Set task >> How many lines in the material below contain the word "kindly", matching case exactly? Reply with the number alone.

-- start Data supplied --

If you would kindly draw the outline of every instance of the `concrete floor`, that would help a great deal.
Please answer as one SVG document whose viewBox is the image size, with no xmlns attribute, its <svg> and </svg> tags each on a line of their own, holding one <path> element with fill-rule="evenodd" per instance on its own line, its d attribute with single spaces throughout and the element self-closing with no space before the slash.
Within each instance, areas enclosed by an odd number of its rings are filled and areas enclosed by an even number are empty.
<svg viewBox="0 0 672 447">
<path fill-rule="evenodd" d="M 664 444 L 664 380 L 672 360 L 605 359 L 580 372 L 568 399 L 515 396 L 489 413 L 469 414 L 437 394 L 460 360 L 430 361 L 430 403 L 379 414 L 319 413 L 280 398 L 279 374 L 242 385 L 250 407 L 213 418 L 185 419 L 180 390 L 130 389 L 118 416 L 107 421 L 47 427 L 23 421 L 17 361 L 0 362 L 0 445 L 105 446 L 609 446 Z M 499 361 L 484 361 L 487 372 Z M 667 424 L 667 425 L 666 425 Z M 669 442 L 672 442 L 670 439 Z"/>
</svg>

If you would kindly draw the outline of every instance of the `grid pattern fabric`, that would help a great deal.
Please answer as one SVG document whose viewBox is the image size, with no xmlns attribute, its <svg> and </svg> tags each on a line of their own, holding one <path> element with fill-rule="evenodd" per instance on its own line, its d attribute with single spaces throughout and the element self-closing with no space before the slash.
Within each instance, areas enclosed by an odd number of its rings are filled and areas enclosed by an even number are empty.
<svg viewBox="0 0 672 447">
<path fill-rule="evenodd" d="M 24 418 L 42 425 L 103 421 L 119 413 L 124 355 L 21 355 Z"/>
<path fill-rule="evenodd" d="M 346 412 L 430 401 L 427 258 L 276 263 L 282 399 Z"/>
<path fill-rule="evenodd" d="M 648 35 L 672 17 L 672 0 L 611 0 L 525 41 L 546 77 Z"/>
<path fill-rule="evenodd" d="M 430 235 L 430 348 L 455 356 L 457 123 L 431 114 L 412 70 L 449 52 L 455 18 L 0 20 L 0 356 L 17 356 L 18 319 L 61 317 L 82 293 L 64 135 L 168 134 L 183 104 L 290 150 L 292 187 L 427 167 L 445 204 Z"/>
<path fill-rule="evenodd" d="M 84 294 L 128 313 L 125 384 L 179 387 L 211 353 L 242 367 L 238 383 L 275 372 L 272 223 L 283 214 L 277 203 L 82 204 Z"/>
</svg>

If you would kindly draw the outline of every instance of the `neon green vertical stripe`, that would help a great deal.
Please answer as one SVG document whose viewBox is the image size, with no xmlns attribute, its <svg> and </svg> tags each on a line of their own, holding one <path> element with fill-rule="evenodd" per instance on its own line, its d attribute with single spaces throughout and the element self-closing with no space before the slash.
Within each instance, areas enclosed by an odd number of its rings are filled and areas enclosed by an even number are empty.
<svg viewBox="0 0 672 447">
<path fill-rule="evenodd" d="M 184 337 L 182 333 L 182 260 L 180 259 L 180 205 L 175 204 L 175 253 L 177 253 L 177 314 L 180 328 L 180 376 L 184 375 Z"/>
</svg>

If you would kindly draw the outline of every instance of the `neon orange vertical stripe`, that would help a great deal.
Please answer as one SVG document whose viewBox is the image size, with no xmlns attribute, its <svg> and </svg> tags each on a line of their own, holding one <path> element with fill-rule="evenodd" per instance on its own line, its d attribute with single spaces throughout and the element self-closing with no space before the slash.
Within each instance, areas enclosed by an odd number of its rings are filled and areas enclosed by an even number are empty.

-- end Data supplied --

Answer to this problem >> 4